+++ Extracted material

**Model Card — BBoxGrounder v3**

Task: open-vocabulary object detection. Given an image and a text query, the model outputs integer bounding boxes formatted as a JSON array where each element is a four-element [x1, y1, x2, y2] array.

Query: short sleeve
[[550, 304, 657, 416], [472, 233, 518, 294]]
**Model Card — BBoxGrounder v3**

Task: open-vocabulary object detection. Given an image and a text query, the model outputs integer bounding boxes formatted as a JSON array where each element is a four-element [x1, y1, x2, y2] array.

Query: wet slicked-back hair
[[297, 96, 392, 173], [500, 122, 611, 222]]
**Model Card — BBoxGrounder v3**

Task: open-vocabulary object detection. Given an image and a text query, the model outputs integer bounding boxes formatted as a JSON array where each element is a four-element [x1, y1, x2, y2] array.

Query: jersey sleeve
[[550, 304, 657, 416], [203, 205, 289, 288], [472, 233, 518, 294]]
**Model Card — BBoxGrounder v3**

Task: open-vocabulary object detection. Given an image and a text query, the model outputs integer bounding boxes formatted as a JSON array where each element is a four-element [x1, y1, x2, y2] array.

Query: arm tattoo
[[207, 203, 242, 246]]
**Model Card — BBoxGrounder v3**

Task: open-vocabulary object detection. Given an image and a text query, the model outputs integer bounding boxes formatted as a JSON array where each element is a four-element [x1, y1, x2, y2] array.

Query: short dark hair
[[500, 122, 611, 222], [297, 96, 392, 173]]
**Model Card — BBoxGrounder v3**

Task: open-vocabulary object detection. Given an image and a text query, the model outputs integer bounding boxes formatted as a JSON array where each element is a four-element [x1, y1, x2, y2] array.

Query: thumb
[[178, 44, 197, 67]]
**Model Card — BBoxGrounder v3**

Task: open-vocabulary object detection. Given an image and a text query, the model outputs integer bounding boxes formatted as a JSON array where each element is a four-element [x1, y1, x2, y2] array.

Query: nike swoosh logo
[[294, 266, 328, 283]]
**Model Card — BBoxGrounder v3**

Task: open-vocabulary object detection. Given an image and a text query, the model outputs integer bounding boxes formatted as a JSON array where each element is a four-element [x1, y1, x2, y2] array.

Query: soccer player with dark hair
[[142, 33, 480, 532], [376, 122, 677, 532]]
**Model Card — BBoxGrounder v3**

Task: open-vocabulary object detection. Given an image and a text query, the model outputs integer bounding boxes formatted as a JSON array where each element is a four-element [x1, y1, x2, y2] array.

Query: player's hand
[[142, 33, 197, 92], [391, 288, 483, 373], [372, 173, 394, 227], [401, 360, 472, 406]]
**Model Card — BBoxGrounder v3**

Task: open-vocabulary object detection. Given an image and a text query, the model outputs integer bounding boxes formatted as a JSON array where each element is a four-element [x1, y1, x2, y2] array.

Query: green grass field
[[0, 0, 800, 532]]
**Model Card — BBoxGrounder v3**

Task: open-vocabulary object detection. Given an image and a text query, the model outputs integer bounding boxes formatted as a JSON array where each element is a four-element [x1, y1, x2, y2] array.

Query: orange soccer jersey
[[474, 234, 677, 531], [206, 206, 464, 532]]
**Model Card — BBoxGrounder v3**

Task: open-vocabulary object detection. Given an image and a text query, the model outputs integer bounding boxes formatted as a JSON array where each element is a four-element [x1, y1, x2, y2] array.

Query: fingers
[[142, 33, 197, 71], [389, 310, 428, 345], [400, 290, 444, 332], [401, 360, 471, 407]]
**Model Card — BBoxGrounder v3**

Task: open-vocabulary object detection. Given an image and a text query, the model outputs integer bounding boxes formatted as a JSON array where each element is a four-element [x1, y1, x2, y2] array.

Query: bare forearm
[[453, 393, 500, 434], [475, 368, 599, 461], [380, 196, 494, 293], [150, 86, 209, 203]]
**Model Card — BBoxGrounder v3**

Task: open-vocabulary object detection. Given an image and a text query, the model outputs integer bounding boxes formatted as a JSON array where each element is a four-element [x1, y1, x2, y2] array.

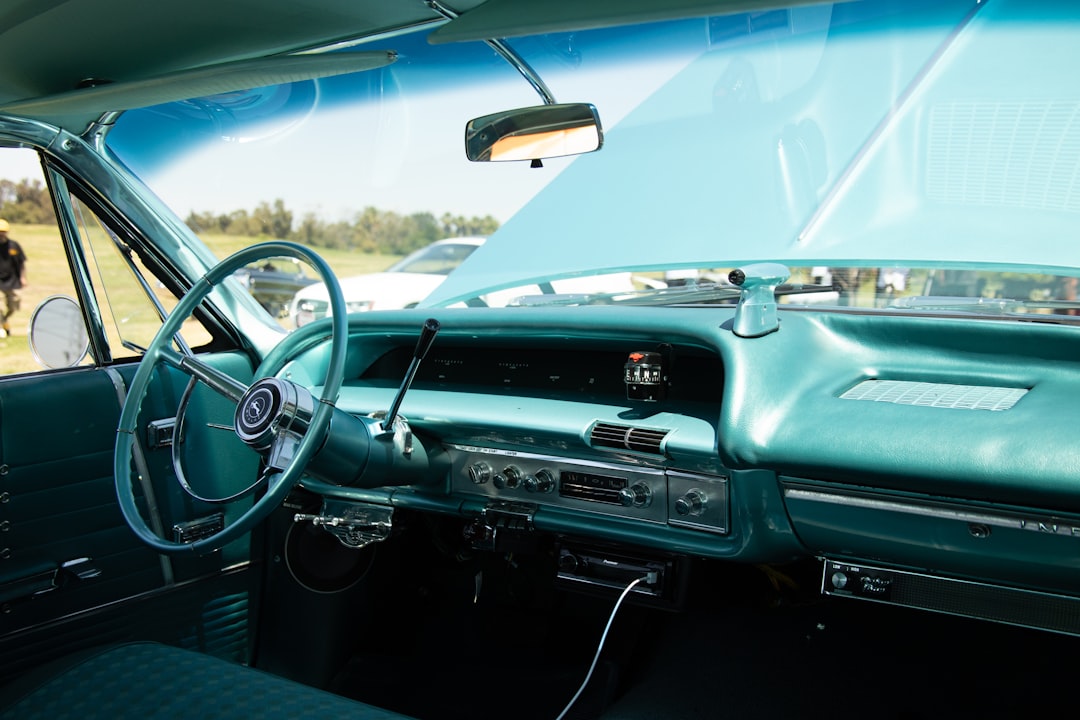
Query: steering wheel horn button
[[234, 378, 314, 450]]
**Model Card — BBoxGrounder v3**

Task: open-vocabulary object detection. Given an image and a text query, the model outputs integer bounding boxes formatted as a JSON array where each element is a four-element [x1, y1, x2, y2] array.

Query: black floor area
[[306, 515, 1080, 720]]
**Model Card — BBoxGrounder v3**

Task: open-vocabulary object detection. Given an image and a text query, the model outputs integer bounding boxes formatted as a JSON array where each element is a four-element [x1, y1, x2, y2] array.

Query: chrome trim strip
[[784, 487, 1080, 539]]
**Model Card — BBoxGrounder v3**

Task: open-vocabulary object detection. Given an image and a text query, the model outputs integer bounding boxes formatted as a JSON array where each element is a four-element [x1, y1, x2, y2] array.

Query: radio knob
[[619, 483, 652, 507], [525, 470, 555, 492], [502, 465, 522, 490], [675, 488, 708, 516], [469, 462, 491, 485]]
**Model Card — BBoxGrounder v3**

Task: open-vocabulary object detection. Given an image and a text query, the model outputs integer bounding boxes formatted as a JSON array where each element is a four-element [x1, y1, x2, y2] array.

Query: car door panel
[[0, 353, 256, 676]]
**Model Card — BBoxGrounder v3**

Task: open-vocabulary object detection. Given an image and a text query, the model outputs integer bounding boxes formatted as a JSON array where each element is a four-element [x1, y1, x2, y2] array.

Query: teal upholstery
[[0, 642, 412, 720]]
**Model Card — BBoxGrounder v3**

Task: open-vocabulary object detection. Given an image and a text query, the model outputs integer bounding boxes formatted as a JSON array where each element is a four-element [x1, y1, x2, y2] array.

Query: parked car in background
[[288, 237, 485, 327], [0, 0, 1080, 720], [288, 237, 666, 327], [233, 260, 319, 317]]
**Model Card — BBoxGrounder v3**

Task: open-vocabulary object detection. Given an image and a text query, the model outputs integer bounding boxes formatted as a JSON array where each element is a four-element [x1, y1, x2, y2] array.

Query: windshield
[[108, 0, 1080, 316]]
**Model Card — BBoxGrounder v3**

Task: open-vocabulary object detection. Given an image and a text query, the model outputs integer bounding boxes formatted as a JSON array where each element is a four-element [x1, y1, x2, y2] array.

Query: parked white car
[[288, 237, 652, 327], [288, 237, 486, 327]]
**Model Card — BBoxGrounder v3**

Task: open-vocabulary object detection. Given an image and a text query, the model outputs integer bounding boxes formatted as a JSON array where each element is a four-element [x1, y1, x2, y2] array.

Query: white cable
[[555, 575, 647, 720]]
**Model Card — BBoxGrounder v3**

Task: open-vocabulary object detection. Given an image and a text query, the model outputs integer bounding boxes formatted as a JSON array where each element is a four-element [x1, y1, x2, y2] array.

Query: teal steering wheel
[[113, 242, 348, 555]]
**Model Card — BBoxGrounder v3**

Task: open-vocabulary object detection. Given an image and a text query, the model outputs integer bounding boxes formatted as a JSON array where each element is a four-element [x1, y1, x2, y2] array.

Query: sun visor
[[0, 51, 397, 127], [428, 0, 820, 44]]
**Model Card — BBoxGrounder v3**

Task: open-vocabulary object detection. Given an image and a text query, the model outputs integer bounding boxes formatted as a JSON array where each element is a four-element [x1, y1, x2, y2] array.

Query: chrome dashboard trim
[[784, 487, 1080, 539]]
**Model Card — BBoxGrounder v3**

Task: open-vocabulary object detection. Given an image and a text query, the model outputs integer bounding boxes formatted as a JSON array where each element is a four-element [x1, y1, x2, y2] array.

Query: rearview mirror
[[465, 103, 604, 162]]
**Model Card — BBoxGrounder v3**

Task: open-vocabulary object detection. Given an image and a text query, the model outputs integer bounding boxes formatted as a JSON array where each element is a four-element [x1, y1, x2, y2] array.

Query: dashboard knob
[[525, 468, 555, 492], [619, 483, 652, 507], [469, 462, 491, 485], [502, 465, 522, 490], [675, 488, 708, 516]]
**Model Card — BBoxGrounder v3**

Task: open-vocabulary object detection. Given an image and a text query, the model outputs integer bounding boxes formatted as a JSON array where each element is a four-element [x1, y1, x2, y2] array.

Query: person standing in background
[[0, 218, 26, 337]]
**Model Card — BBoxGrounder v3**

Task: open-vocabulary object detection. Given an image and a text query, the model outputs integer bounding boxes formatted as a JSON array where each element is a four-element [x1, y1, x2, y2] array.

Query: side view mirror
[[29, 295, 90, 369], [465, 103, 604, 162]]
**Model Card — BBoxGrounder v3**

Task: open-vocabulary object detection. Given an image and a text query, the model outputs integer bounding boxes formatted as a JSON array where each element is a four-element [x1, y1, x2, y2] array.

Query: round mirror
[[30, 295, 90, 368]]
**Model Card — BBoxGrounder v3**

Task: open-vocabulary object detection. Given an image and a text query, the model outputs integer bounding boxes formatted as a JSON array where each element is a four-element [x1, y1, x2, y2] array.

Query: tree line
[[0, 179, 499, 255], [0, 179, 56, 225], [185, 199, 499, 255]]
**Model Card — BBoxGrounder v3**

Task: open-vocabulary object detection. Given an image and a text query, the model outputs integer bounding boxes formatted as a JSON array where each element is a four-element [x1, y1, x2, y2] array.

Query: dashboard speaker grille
[[589, 422, 667, 456], [840, 380, 1027, 410]]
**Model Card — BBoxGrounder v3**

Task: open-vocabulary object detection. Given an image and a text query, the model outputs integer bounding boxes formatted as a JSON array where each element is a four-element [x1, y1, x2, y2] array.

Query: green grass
[[0, 225, 399, 376]]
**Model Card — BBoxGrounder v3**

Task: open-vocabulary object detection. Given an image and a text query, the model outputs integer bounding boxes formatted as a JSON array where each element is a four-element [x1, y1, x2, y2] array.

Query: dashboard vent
[[589, 422, 667, 456], [840, 380, 1027, 410]]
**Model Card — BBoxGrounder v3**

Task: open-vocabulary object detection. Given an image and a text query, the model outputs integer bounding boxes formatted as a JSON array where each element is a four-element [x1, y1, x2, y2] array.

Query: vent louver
[[589, 422, 667, 456], [840, 380, 1027, 411]]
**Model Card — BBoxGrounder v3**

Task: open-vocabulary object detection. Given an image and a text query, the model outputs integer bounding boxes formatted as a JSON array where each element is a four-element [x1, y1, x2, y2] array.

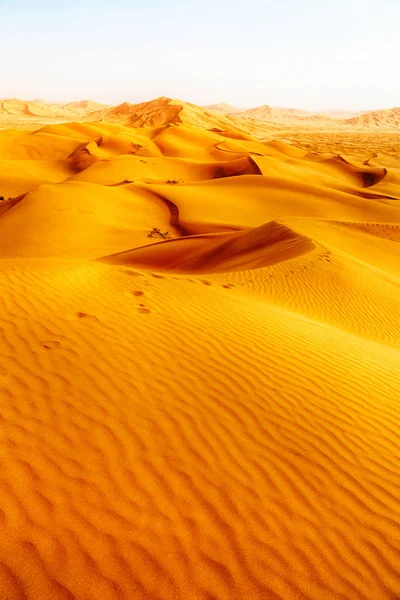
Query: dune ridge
[[0, 113, 400, 600]]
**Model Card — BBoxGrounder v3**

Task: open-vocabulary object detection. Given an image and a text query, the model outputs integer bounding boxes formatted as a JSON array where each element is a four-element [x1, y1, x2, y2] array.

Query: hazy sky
[[0, 0, 400, 110]]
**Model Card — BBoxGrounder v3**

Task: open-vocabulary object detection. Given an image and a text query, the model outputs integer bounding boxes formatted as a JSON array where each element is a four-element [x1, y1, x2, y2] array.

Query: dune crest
[[0, 113, 400, 600]]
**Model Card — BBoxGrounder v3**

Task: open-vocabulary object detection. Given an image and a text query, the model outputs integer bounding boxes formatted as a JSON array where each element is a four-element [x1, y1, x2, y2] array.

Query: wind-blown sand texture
[[0, 117, 400, 600]]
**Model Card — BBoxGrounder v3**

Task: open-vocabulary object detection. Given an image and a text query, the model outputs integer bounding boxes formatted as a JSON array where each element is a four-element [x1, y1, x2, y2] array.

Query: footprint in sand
[[42, 340, 61, 350], [124, 270, 143, 277], [76, 312, 99, 321]]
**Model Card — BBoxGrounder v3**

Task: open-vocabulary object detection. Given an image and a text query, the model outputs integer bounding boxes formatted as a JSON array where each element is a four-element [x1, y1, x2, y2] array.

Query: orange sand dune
[[0, 115, 400, 600]]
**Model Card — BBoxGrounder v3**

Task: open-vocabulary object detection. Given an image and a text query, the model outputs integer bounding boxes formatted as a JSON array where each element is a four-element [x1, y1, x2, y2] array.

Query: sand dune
[[0, 112, 400, 600]]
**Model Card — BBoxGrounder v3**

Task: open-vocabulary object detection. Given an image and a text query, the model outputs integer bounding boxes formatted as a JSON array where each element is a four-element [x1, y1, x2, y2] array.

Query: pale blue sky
[[0, 0, 400, 110]]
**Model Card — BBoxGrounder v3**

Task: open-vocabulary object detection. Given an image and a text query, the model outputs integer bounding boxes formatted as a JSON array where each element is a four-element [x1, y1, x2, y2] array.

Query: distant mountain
[[344, 108, 400, 128], [0, 98, 105, 121], [202, 102, 242, 115], [87, 96, 255, 131]]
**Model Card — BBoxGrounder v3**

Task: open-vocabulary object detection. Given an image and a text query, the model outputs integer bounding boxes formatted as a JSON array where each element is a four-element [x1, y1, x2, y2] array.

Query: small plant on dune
[[147, 227, 172, 240]]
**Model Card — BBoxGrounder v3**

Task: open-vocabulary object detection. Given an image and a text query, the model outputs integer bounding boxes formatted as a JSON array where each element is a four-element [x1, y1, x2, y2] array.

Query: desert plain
[[0, 98, 400, 600]]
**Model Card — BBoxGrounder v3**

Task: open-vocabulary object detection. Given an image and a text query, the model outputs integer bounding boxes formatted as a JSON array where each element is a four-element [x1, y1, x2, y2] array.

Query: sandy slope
[[0, 117, 400, 600]]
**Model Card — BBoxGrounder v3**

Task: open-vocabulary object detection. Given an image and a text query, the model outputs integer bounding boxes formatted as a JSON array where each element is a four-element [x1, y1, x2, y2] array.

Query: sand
[[0, 111, 400, 600]]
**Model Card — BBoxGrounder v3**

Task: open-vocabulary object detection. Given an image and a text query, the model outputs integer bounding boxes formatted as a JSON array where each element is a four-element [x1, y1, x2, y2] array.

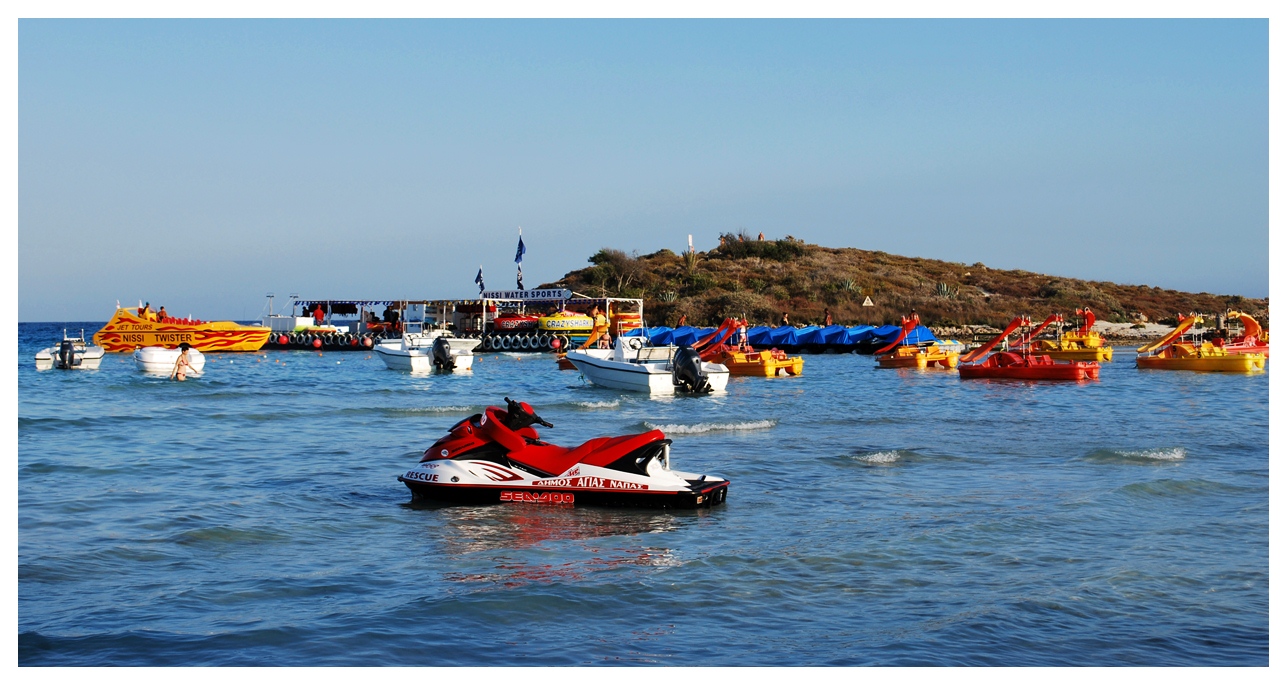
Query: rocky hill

++++++

=== Task instructions ===
Reproduce the rows above verbatim, from their first line through the line containing "Query: short sleeve", including both of these lines.

=== Response below ===
**Model Card — BBoxGrounder v3**

Task: open-vocabulary object detection. Given an image and a text query, the model outputs integer bounding boxes formatted as a JSON array where each element is a four-element [x1, y1, x2, y2] array.

Query: short sleeve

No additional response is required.